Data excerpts
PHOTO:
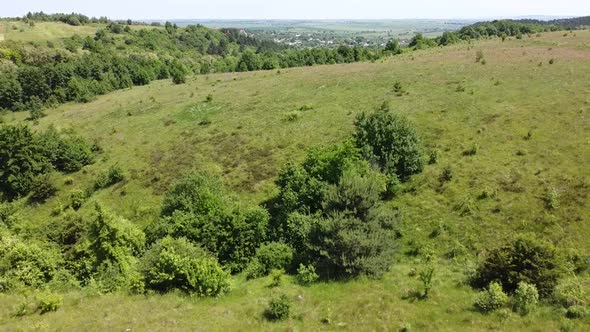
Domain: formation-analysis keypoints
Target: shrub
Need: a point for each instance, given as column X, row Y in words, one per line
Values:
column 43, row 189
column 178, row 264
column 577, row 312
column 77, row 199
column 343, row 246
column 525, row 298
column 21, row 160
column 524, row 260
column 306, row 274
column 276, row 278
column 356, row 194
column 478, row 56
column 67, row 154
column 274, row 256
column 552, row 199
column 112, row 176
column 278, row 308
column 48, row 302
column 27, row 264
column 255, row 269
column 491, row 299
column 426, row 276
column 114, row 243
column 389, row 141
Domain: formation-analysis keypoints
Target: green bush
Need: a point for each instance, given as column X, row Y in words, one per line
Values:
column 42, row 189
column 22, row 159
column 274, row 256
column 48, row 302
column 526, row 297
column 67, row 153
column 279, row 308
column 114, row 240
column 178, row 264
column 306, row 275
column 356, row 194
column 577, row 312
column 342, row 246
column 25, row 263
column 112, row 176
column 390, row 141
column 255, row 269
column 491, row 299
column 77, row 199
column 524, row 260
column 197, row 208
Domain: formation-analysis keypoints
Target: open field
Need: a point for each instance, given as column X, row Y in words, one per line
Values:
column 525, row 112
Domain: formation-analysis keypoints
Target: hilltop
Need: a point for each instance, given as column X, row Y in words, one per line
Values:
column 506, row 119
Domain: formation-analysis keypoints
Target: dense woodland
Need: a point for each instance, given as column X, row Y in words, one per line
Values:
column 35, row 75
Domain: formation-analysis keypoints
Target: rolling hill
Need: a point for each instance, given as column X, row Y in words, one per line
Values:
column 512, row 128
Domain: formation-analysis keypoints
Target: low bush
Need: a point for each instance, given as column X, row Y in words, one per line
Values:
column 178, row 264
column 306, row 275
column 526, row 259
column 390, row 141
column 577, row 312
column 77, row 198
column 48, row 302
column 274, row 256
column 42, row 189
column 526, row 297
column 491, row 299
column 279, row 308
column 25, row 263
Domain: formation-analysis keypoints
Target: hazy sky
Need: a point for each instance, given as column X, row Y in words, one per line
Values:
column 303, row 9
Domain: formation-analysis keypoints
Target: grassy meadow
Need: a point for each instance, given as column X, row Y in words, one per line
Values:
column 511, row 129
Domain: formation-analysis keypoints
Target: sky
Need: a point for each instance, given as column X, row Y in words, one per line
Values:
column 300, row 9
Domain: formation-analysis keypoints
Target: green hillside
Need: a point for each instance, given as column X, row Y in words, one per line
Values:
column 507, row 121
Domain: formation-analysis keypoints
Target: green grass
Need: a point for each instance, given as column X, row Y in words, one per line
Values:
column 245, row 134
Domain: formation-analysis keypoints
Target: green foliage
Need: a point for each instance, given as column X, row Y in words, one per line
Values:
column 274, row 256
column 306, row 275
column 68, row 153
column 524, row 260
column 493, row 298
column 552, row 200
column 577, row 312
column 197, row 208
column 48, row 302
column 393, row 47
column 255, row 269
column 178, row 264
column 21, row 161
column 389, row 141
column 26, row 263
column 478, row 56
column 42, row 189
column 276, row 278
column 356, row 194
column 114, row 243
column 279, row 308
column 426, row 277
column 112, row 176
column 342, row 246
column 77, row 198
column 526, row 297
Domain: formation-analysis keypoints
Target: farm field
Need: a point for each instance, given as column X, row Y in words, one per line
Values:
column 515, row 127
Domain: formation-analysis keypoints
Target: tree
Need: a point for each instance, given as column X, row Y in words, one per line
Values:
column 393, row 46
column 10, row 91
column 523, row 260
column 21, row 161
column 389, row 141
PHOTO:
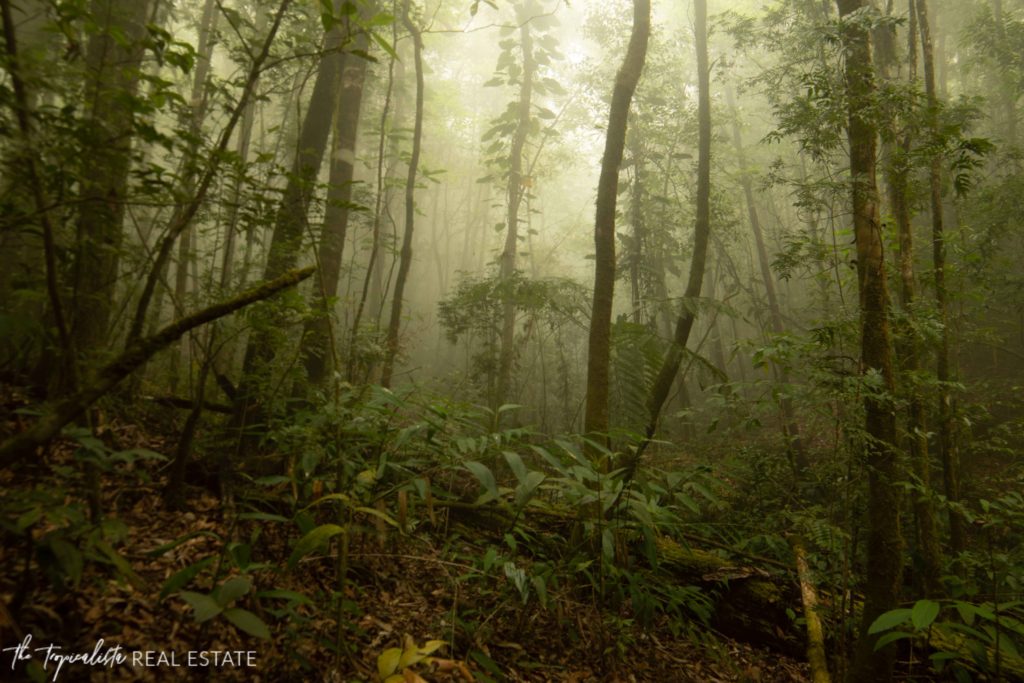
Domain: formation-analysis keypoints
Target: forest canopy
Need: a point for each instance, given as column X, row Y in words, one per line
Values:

## Task to complete
Pictures are to be dropped, and the remaining data set down exactly.

## Solved problem
PHOTO:
Domain: formation-analysis keypoints
Target: shrub
Need: a point for each instance, given as column X, row Y in words, one per line
Values:
column 43, row 189
column 178, row 264
column 577, row 312
column 77, row 199
column 343, row 246
column 525, row 298
column 21, row 160
column 524, row 260
column 306, row 274
column 276, row 278
column 356, row 194
column 478, row 56
column 67, row 154
column 274, row 256
column 552, row 199
column 112, row 176
column 278, row 308
column 48, row 302
column 27, row 264
column 255, row 269
column 491, row 299
column 426, row 276
column 114, row 243
column 389, row 141
Domain: formation-analysis keypoints
Target: green bush
Need: a point for each instance, given as column X, row Y in words, one per line
Values:
column 42, row 189
column 22, row 159
column 274, row 256
column 48, row 302
column 526, row 297
column 67, row 153
column 279, row 308
column 114, row 240
column 178, row 264
column 306, row 275
column 356, row 194
column 577, row 312
column 342, row 246
column 25, row 263
column 112, row 176
column 390, row 141
column 255, row 269
column 491, row 299
column 77, row 199
column 524, row 260
column 197, row 208
Domain: formation-analysis keypoints
Target: open field
Need: a point for each instance, given as column X, row Y in words, one per line
Values:
column 525, row 112
Domain: formation-analysis keypoints
Target: hilltop
Need: a point for each instance, given as column X, row Y in words, one per line
Values:
column 506, row 119
Domain: formation-analysis keypoints
Target: dense woodland
Need: a point for each instance, given as column X, row Y in words, one per line
Values:
column 35, row 75
Domain: formation-analysis keypoints
Target: rolling hill
Need: a point for each instance, given as column X, row Y in words, one per line
Values:
column 512, row 128
Domain: formation-analysis keypoints
Target: low bush
Need: a point for each instance, given as column X, row Y in words, one per line
Values:
column 178, row 264
column 306, row 275
column 526, row 259
column 390, row 141
column 577, row 312
column 77, row 198
column 48, row 302
column 274, row 256
column 42, row 189
column 526, row 297
column 491, row 299
column 279, row 308
column 25, row 263
Domain: formation-analysis keypoints
Target: hazy sky
Need: a point for each instance, given as column X, row Y in words, one per line
Values:
column 303, row 9
Domain: formation-analysis keypoints
Target: grassy meadow
Need: a point for each instance, given as column X, row Y in words, one per line
Values:
column 511, row 129
Domain: formation-analysis keypoints
Target: sky
Need: a point for each instance, given as column X, row Y in words, one per line
Values:
column 300, row 9
Domain: formation-analysis keypoints
Target: green hillside
Need: a point for each instance, given as column X, row Y in words, one per line
Values:
column 507, row 121
Domain: formation-analysis keypoints
Target: green grass
Need: a point for each instance, given as column X, row Y in words, one per line
Values:
column 245, row 134
Domain: formation-analysis keypoints
Target: green foliage
Need: a point for each instance, given as column X, row Y in words, one per line
Values:
column 274, row 256
column 306, row 275
column 68, row 153
column 524, row 260
column 493, row 298
column 552, row 200
column 577, row 312
column 197, row 208
column 48, row 302
column 393, row 47
column 255, row 269
column 178, row 264
column 21, row 161
column 389, row 141
column 26, row 263
column 478, row 56
column 42, row 189
column 276, row 278
column 356, row 194
column 114, row 243
column 279, row 308
column 426, row 277
column 112, row 176
column 342, row 246
column 77, row 198
column 526, row 297
Domain: formation-analysis keypoints
Target: farm field
Need: a point for each instance, given as column X, row Y in words, one per line
Values:
column 515, row 127
Domain: formation-analysis keypoints
Target: tree
Need: a point for each instance, given as column X, row Y in words, one per line
Values:
column 393, row 46
column 10, row 91
column 523, row 260
column 21, row 161
column 389, row 141
PHOTO:
Domain: formation-analysis keypoints
Target: forest canopy
Need: a point for each instance, given as column X, row Y in words, one per line
Values:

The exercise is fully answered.